• **Задания для выполнения**:
• a. Как, по мнению Ольги из заметок о любви и литературе, взаимная любовь отличается от односторонней?
• b. Выпишите из заметок о любви и литературе дословно фрагмент, начиная со слов «ВСЕГО-НАВСЕГО ТЕКСТ» и заканчивая словами «как читателю потребно.».
• c. Продолжите заметки о любви и литературе с того места, на котором они заканчиваются.

• **Текст заметок**:
Обсуждаем эту проблему дома — и по-человечески, и по-писательски. Вроде бы сошлись на том, что любовь взаимная и любовь односторонняя — две разные сущности. Но в плане их функционирования решительно разошлись. Ольга считает, что взаимную любовь люди замыкают друг на друге, а односторонняя — что-то дает миру. Я с этим решительно не согласен. Взаимная, счастливая любовь, по-моему, движет солнца и светила ничуть не слабее, чем влюбленность в недоступную Беатриче. Надо бы вынести этот вопрос на широкое обсуждение культурной общественности.

Вот борешься с объятьями Морфея на очередной филологической конференции, слушая сурьезные доклады ученых дам, и вдруг подумаешь: а почему бы, собственно, не учинить конференцию на тему «О странностях любви», причем не только на литературном материале? Так сказать, междисциплинарную. (Доцента Н. В. Лучкину непременно надо пригласить!) И чтобы те же дамы выступили с докладами примерно на такие темы: «Мои любовные странности, капризы и причуды с семиотической точки зрения» или «Мои мужья: сравнительно-типологический анализ»…

Тогда бы мы точно не задремали.



ВСЕГО-НАВСЕГО ТЕКСТ


«Ваш роман не подходит для нашего журнала (издательства)». По-моему, не стоит употреблять такую формулировку, когда речь идет о сочинении явно несуразном и нечитабельном, тем более откровенно графоманском.

Зачем возводить автора подобного опуса в ранг романиста? Он ведь после этого будет повсюду говорить и писать: «мой роман». А это никакой не роман.

Рекомендовал бы редакторам, литературным консультантам, преподавателям криэйтив-райтинга пользоваться в таких случаях словом «текст». «Ваш текст» можно сказать про любую письменно зафиксированную речь — независимо от качества.

А культ текста как такового, девизы и слоганы типа «text only» уже отправлены в архив культуры. Столько «текстов» приходится читать по службе, что «по душе» читать «только текст» или даже «хороший текст» просто не пожелаю. Больше, чем текст, — вот что мне как читателю потребно.

• **Предоставленные записи**:
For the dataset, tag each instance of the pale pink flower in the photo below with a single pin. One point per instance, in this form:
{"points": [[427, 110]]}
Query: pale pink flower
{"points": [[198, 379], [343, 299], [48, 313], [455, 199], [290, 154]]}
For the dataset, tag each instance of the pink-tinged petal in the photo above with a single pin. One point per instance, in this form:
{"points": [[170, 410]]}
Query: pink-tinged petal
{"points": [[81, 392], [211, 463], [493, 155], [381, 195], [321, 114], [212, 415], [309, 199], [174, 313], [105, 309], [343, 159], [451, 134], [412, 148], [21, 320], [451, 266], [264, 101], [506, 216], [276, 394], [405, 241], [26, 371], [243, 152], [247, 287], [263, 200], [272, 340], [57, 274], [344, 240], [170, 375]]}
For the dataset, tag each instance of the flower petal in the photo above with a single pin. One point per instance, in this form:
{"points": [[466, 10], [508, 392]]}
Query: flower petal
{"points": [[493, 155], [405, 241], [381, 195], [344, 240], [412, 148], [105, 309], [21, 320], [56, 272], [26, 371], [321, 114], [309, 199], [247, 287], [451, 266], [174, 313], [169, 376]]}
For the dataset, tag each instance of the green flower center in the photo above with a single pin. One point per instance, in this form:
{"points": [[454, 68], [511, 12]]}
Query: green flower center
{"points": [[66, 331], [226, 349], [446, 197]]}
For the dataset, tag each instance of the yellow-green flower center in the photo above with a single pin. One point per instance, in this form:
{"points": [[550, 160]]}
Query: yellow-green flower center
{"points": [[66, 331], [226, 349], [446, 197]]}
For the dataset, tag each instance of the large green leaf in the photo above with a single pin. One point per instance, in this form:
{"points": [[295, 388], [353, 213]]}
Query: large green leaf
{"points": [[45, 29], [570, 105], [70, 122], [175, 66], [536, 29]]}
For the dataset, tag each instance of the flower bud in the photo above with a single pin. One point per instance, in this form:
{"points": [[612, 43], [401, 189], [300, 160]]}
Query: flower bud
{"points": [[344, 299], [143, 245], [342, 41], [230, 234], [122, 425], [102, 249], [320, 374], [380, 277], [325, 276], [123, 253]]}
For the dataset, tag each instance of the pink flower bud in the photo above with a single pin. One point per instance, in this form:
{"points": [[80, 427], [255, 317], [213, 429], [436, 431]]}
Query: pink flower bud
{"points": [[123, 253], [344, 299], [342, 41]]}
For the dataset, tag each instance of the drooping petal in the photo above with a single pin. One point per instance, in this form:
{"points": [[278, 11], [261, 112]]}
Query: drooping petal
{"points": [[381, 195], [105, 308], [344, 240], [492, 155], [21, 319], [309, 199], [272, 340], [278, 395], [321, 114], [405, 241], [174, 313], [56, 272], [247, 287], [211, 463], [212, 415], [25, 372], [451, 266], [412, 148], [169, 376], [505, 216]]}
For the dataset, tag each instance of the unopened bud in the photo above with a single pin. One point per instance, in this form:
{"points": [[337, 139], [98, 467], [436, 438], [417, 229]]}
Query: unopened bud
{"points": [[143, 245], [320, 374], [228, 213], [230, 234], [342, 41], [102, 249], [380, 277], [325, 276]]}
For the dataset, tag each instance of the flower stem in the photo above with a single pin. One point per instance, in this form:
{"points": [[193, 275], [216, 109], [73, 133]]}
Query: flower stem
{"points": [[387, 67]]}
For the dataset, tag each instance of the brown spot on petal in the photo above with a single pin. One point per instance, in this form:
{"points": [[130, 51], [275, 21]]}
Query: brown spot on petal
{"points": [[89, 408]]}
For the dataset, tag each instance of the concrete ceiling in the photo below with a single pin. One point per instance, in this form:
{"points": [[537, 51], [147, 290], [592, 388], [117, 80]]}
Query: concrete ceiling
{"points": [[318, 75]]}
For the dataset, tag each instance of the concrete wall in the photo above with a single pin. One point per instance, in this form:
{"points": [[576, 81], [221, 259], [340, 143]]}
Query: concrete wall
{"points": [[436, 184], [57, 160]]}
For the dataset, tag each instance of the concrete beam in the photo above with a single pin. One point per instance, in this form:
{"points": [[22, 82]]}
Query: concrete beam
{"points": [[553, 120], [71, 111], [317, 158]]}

• **Ответы по заданиям**:
• a. Взаимную любовь люди замыкают друг на друге, а односторонняя что-то дает миру.

• b.
ВСЕГО-НАВСЕГО ТЕКСТ


«Ваш роман не подходит для нашего журнала (издательства)». По-моему, не стоит употреблять такую формулировку, когда речь идет о сочинении явно несуразном и нечитабельном, тем более откровенно графоманском.

Зачем возводить автора подобного опуса в ранг романиста? Он ведь после этого будет повсюду говорить и писать: «мой роман». А это никакой не роман.

Рекомендовал бы редакторам, литературным консультантам, преподавателям криэйтив-райтинга пользоваться в таких случаях словом «текст». «Ваш текст» можно сказать про любую письменно зафиксированную речь — независимо от качества.

А культ текста как такового, девизы и слоганы типа «text only» уже отправлены в архив культуры. Столько «текстов» приходится читать по службе, что «по душе» читать «только текст» или даже «хороший текст» просто не пожелаю. Больше, чем текст, — вот что мне как читателю потребно.

• c.
«Ой, мне надо текст сдавать», — слышишь иной раз из уст замороченного делопроизводителя от науки или от литературы. И еле удерживаешься от вопроса: «А зачем?»



ЧТО БУДЕТ С КНИГОЙ И С НАМИ?


Мы с вами библиоцентрики. Стать книгой, быть книгой — призвание и мечта. Высшая форма существования. Не так уж давно еще можно было услышать: «Он умер? Жаль, конечно. Но книга-то у него вышла!»

И вот наша главная твердыня и святыня оказывается не абсолютной и не вечной. Люди перестают жить с книгами под одной крышей. Не заводят новых, а старые складывают возле мусоропроводов. Подбираю как-то в подъезде, как брошенного котенка, маленького квадратного Есенина 1946 года: после долгого перерыва его подарило государство народу тиражом 57 тысяч. У меня изданий этого автора предостаточно, но не оставлять же бедняжку здесь мерзнуть!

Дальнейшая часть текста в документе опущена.